**小課題:**
再登校支援に関する本文のうち、「(2)発端 私はSCとして,当時の副校長」という語句を含む箇所で始まり「あれば話もするようになった。」で終わる部分を、一字一句変えずに抜き出してください。

**本文抜粋:**

スクールカウンセラーからみた再登校支援システム構築の課題
湯浅俊夫
 ここでは不登校の中学生の再登校に,学校の外部の人間であるSCの立場からどう関わったかという事例を取り上げてみる。
(1)問題の概要 ある中学1年男子は,夏休み明けの9月から学校へ行かなくなった。夏休み期間中の野球部の厳しい練習についていけなかったというのが,学校がいやになるきっかけであった。
(2)発端 私はSCとして,当時の副校長からの依頼で,10月からこの生徒に関わりをもつようになった。彼は学習についても運動についても一定の能力はもっているのだが,継続ができない。学校にいけなくなってからは学校に強い嫌悪感さえ持つようになっており,その後は担任の訪問さえ受け入れない状態であった。
(3)家庭訪問の実施 まず,彼との信頼関係を形成すること,そして彼の生活の心理状態を把握すること。それがこの問題に取り組む初期の目標であった。SCによる保護者との相談,それに基づく家庭訪問から始められた。やがて,家庭訪問すれば本人も顔を見せるようになり,短時間であれば話もするようになった。
(4)支援体制の構築 次に本人を援助するためのチームを作った。チームは,担任,養護教諭,副校長,保護者(母親),SCの5人である。複眼的な視点で当該生徒の良い点と問題点をあげ,できるだけ実像に近い彼の像を共有するためである。それに,SCがいない日も短時間でも登校できるようにするためでもあった。この支援体制はかなり効果的に機能した。学校に来て教室にいくことができなくても,相談室,保健室,図書室など彼の居場所が確保されるようになったからである。
(5)大幅な環境の変化 しかし,2年生の終わり頃,この支援体制が維持できないことが明らかになった。チームの3人(養護教諭,副校長,SC)が転勤になることが避けられなかったからである。もちろん,それがわかった時点から後任者への手配はしたが,結果として支援は継続されなかった。
(6)課題 公立中学校という限られた環境の中で,本支援がかろうじて成立したのは何が要因だったのか,また支援の引継ぎがうまくいかなかったのはなぜかを振り返り,今後の課題としたい。
学校外の介入者からみた再登校支援システム構築の課題
中村恵子
(1)別室登校での再登校支援モデルの開発
 中村・大川・小玉・藤生・石隈(2013, 2015)は教職員が家庭訪問を行って別室に誘い出し,再登校支援を行うモデルを開発してきた。別室での生活に寄り添い学校での安全基地として言語化や行為化を促進する支援と,個別学習支援とを並行させ,生徒の意欲の回復につれて級友との関係形成を行いスモールステップで教室に復帰させるものである。運営では,別室登校を決定して支援チームを形成・管理する校長と,チームを統括するコーディネーター,ケースを見立て支援方針を作成するSCの三者が協働でケースマネジメントを行う。

**データ抜粋:**
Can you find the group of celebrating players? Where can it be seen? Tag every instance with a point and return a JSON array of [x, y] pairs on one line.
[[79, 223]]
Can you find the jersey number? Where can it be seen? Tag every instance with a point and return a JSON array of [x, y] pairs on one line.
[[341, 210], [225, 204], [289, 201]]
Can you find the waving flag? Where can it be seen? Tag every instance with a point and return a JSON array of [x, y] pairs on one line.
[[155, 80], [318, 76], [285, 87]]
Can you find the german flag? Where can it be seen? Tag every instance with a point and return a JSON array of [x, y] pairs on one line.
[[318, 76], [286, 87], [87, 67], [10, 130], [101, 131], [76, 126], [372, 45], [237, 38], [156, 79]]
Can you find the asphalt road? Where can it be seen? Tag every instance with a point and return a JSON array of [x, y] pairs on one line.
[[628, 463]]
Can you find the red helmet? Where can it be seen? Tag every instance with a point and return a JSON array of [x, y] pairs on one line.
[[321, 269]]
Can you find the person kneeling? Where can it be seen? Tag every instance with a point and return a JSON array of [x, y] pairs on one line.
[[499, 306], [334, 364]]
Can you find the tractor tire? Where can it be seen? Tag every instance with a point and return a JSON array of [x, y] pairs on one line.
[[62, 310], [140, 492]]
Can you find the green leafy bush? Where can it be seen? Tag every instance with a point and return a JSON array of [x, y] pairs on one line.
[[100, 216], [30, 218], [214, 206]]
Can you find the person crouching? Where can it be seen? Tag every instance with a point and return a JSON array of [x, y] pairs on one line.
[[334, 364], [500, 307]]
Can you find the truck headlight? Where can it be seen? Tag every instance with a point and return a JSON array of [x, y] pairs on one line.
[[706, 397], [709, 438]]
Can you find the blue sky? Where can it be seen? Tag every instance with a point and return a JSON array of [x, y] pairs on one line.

**以下に回答:**
(2)発端 私はSCとして,当時の副校長からの依頼で,10月からこの生徒に関わりをもつようになった。彼は学習についても運動についても一定の能力はもっているのだが,継続ができない。学校にいけなくなってからは学校に強い嫌悪感さえ持つようになっており,その後は担任の訪問さえ受け入れない状態であった。
(3)家庭訪問の実施 まず,彼との信頼関係を形成すること,そして彼の生活の心理状態を把握すること。それがこの問題に取り組む初期の目標であった。SCによる保護者との相談,それに基づく家庭訪問から始められた。やがて,家庭訪問すれば本人も顔を見せるようになり,短時間であれば話もするようになった。